Excerpt to read
━━━
Monday, December 27, 2004

Travel in Islam

I've been taking an unplanned blogging break lately, but this post on travel in Islam caused me to snap out of it. I suffer from chronic wanderlust - often controlled, but never fully cured. I've also found a spiritual dimension to most trips I've taken for the past six years. As a student, I regard travel as important to my understanding of the world - talib, the Arabic for "student," literally means "seeker" and hearkens back to the days when students would literally wander the Middle East in search of the best teachers.

For those interested in a whole book on this issue, however, I can recommend Pilgrim by Leonard Biallas, one of the featured books on my sidebar. His lectures on the subject are the reason I'm so specific with the "six years" mentioned above.

Monday, December 20, 2004

Year-End Quote

"We all were sea-swallow'd, though some cast again,
And by that destiny to perform an act
Whereof what's past is prologue, what to come
In yours and my discharge."

-Shakespeare (The Tempest, Act II Scene 1)

Settler Resistance

Settler leaders have begun calling for civil disobedience to resist Prime Minister Sharon's Gaza withdrawal plan. Bentsi Lieberman, head of the Yesha council, called withdrawal "an immoral decision and a breach of human rights. I'd rather not learn whether Lieberman thinks taking Palestinian land to build settlements is also an immoral human rights violation. These settlers' protests will probably affect many Israelis emotionally due to the tendency of people to sympathize with those of their own culture, but the withdrawal train is moving full speed ahead and I don't see this as having much impact in the long run.

Why Keep Tenure?

Because of this.

Turkmenistan Votes

RFE-RL has a special report on Turkmenistan's "elections.", in which not many people voted and most of those who did didn't care. That tends to happen when there are no opposition candidates in your totalitarian police state. According to Jonathan Edelstein, voters even got a free copy of the Rukhnama. I guess incentive programs just don't work anymore.
━━━
Items
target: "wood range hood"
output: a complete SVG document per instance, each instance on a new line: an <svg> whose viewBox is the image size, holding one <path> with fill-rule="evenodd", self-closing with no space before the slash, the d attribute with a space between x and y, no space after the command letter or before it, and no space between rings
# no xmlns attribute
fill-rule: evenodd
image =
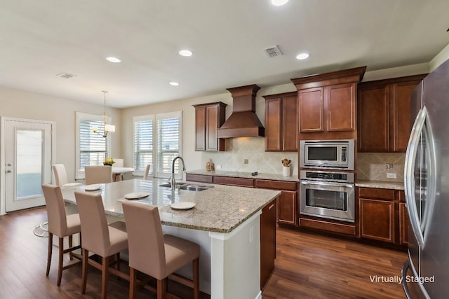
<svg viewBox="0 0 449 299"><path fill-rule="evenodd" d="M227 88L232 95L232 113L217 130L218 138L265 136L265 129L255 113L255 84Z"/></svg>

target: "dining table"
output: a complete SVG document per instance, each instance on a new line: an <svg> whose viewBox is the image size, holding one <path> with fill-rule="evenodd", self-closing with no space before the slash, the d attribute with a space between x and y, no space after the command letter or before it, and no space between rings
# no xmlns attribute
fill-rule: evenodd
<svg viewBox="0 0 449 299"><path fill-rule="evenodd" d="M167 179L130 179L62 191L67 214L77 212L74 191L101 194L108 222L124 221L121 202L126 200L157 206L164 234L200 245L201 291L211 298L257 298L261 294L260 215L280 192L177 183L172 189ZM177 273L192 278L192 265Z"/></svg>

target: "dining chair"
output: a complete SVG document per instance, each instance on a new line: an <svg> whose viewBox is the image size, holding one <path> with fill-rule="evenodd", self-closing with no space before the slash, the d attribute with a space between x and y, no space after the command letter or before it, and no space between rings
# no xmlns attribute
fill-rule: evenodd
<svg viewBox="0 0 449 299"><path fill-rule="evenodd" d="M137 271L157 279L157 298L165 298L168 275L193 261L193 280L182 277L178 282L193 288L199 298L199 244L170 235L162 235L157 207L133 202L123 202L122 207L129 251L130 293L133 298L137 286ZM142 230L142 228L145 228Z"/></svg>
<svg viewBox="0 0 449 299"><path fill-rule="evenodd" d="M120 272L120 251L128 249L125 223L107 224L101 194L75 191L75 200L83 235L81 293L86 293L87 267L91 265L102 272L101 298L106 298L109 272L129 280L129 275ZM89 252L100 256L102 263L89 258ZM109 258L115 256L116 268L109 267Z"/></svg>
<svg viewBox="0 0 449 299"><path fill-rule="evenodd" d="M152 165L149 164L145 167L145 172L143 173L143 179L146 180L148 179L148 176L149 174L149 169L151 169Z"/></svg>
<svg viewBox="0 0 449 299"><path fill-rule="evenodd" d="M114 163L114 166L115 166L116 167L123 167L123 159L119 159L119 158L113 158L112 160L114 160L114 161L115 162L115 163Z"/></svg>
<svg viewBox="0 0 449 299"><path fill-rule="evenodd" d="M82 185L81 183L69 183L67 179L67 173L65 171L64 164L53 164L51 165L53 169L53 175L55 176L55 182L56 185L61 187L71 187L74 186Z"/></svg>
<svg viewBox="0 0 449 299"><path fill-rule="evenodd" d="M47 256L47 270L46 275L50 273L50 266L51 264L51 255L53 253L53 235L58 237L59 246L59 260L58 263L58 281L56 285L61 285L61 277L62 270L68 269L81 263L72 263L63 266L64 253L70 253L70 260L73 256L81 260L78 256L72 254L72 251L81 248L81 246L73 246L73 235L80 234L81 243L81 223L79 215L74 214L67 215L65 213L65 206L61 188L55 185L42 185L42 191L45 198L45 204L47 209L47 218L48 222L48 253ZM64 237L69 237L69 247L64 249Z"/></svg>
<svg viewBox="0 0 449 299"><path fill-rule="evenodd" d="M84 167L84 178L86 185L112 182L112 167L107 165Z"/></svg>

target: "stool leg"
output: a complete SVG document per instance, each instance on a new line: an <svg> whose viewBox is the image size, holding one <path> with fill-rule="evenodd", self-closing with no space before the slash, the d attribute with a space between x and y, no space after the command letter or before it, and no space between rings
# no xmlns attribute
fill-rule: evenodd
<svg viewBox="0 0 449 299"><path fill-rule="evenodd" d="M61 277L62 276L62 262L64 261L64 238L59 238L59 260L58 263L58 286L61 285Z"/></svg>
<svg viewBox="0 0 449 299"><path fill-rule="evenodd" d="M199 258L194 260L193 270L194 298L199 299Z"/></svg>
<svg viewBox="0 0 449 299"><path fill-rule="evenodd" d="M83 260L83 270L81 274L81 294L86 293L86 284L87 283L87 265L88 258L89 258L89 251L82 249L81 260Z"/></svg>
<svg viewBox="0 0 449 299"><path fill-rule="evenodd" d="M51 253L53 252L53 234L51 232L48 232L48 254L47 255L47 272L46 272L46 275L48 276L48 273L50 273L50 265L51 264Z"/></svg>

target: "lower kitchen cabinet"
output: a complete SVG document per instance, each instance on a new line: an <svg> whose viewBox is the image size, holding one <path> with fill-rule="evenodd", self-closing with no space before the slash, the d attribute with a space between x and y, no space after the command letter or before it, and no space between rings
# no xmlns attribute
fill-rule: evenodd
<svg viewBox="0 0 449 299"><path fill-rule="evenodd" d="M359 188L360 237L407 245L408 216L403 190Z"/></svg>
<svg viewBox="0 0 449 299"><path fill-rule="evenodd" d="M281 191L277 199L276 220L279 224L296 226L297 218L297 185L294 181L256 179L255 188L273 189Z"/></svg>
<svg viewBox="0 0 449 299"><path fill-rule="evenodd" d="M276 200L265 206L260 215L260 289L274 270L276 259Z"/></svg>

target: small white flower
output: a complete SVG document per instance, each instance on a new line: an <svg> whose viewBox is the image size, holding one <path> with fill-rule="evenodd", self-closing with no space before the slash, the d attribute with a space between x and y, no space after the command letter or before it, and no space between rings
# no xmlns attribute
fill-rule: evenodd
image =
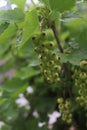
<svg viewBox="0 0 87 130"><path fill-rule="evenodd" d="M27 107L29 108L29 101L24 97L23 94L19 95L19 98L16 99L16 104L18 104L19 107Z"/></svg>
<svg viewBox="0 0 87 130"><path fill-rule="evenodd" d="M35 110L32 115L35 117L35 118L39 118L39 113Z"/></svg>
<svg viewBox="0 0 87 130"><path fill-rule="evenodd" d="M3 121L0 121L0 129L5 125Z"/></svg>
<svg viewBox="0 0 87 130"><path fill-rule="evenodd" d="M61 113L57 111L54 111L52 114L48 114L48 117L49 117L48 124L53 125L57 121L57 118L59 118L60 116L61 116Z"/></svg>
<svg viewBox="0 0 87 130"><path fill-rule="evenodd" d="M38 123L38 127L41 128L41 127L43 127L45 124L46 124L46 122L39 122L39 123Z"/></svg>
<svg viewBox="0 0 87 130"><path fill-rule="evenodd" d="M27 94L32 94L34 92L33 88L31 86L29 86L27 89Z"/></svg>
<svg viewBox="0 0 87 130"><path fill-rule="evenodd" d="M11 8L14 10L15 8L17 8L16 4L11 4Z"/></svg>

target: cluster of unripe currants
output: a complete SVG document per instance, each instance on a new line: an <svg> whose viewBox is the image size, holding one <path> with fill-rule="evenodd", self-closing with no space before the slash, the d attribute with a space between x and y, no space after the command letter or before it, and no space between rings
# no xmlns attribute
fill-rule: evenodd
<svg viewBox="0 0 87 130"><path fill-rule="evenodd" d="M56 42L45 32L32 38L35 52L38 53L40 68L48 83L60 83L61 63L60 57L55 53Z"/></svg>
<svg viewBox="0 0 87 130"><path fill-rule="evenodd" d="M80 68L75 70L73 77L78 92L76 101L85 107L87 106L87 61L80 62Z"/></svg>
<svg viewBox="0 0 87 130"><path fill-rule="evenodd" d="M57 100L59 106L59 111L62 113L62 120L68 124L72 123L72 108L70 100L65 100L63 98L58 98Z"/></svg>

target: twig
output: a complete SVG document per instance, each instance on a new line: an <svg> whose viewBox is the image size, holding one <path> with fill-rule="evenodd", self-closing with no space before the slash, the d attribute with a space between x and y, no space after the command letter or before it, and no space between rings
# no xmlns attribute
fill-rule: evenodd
━━━
Challenges
(1) Which passage of the blog excerpt runs from "Monday, December 27, 2004" through "the best teachers."? Return it word for word.
(2) What are the titles of all the posts in the blog excerpt?
(3) Answer these questions using the blog excerpt:
(a) Which book does the writer recommend, and who wrote it?
(b) Which play and scene does the year-end quote come from?
(c) Who is named as head of the Yesha council?

Per-task answers
(1)
Monday, December 27, 2004

Travel in Islam

I've been taking an unplanned blogging break lately, but this post on travel in Islam caused me to snap out of it. I suffer from chronic wanderlust - often controlled, but never fully cured. I've also found a spiritual dimension to most trips I've taken for the past six years. As a student, I regard travel as important to my understanding of the world - talib, the Arabic for "student," literally means "seeker" and hearkens back to the days when students would literally wander the Middle East in search of the best teachers.

(2)
Travel in Islam
Year-End Quote
Settler Resistance
Why Keep Tenure?
Turkmenistan Votes

(3)
(a) Pilgrim by Leonard Biallas
(b) The Tempest, Act II Scene 1
(c) Bentsi Lieberman